Text to read:

Start

Salvatore Perillo for defendant
(Perillo & Rosenberger, attorneys).
SMALL, J.T.C.
Once again this court is called on to examine the payment
requirements to perfect an appeal to this court or the county board
of taxation added by the amendments to N.J.S.A. 54:3-27 in Chapter
75 of the Laws of 1991. In Milltown Industrial Sites v. Milltown
Borough,
12 N.J. Tax 581 (Tax 1992) we held that the failure of the
appealing taxpayer to pay water, sewer, and electric charges to the
municipality would deprive this court of the power to hear a direct
appeal of a local property tax assessment. In Route 88 Office
Assoc. v. Brick Tp.,
13 N.J. Tax 14 (Tax 1992) we held that the
failure of the appealing taxpayer to pay taxes for prior years as
well as the taxes for the current year would deprive this court of
the power to hear a direct appeal of a local property tax
assessment. In the matter now before me I find that the failure of
the appealing taxpayer to pay water and sewer charges imposed by
the municipality in an appeal to this court from a judgment of the
county board of taxation will not deprive this court of the power
to hear the matter if the municipality has failed to raise the
defense of non-payment of municipal charges at the initial county
board appeal of the assessment.
Defendant, City of Newark, moves to dismiss plaintiffs',
JosephSee footnote 1 and Remy Frisina's, appeals of the Essex County Board of
Taxation's judgments affirming the tax assessments on Block 510,
Lot 47 in the City of Newark for the years 1991, 1993, and 1994.
The grounds for the motions are that plaintiffs had not paid water
and sewer charges on the subject property at the time that the
three appeals were filed and accordingly, pursuant to N.J.S.A.
54:3-27, as amended by Chapter 75 of the Laws of 1991, the
complaints must be dismissed. Plaintiffs argue that N.J.S.A. 54:3-27 does not apply to the three captioned appeals and therefore the
motions to dismiss should be denied.

End

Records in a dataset

Start

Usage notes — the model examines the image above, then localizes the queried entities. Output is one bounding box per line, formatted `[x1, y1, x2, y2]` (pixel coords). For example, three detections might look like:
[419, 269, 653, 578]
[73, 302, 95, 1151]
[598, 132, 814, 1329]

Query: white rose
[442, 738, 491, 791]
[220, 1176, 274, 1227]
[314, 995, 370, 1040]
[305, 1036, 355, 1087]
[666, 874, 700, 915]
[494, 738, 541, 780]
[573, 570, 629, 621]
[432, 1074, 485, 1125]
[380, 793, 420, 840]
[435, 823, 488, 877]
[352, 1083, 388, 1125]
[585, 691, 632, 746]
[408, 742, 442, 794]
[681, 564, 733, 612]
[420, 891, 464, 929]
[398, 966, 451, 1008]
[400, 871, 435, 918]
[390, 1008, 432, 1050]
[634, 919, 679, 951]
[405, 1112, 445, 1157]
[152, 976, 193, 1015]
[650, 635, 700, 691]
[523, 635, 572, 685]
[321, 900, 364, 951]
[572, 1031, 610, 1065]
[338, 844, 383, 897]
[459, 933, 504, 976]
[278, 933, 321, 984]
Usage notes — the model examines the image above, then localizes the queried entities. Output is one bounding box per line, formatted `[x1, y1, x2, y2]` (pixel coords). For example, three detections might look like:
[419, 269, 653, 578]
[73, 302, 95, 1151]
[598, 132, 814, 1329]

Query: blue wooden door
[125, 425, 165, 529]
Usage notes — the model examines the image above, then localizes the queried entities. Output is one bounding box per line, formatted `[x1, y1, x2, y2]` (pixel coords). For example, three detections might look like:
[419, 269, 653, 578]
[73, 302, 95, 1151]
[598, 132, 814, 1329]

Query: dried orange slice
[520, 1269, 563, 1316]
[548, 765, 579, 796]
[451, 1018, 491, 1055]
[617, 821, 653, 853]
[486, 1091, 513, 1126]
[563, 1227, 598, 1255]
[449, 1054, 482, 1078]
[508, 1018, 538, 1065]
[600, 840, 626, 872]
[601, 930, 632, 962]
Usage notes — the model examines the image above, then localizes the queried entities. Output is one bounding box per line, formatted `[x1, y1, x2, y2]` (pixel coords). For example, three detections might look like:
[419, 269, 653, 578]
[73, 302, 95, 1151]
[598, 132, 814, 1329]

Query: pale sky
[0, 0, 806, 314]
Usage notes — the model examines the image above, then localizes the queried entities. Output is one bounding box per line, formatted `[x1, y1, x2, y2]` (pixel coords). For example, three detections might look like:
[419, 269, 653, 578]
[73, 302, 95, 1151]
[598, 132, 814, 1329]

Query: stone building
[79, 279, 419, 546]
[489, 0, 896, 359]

End

Written request A: Rewrite everything in the Newark tax appeal opinion from "The grounds for" down to "pursuant to N.J.S.A.", replacing "subject property" with "property in question".
Written request B:
Answer these questions from the Newark tax appeal opinion:
(i) In Milltown Industrial Sites v. Milltown Borough, failure to pay which charges was held to deprive the court of the power to hear a direct appeal?
(ii) For which years were the tax assessments on Block 510, Lot 47 affirmed?
(iii) Which county board of taxation issued the judgments being appealed?
Written request C: Continue the Newark tax appeal opinion after its last sentence.
The listing has no connection to the Newark tax appeal opinion.

Exercise output A:
The grounds for the motions are that plaintiffs had not paid water
and sewer charges on the property in question at the time that the
three appeals were filed and accordingly, pursuant to N.J.S.A.

Exercise output B:
(i) Water, sewer, and electric charges
(ii) 1991, 1993, and 1994
(iii) The Essex County Board of Taxation

Exercise output C:
For each of the three years in question, 1991, 1993, and 1994,
plaintiffs filed a petition of appeal with the Essex County Board
of Taxation challenging the tax assessment on their property at 215
Clifton Avenue, in the City of Newark. In each year the Essex
County Board of Taxation affirmed the assessment. It is undisputed
that at all times the taxpayer was and is delinquent in the payment
of water and sewer charges for the subject property for the years
in question.
The requirement that taxes be paid at the time that appeals
from tax assessments are taken is governed by two statutes:
N.J.S.A. 54:3-27 with regard to initial appeals to the county board
of taxation and to direct appeals to the Tax Court of New Jersey,
and N.J.S.A. 54:51A-1b (formerly N.J.S.A. 54:2-39) with regard to
appeals to the Tax Court of New Jersey from county board judgments.
See Powder Mill I Associates v. Hamilton Tp.
190 N.J. Super. 63, 69
(App. Div. 1983); Lecross Associates v. City Partners,
168 N.J.
Super. 96 (App. Div.), certif. denied
81 N.J. 294 (1979). It is
clear in this state that the payment requirements of the two cited
statutes are different. Schneider v. City of East Orange,
196 N.J.
Super. 587, 594-95 (App. Div. 1984), aff'd
103 N.J. 115, cert.
denied
479 U.S. 824,
107 S. Ct. 97,
93 L.Ed.2d 48 (1986), recently
restated at Milltown Industrial Sites v. Milltown Borough,
12 N.J.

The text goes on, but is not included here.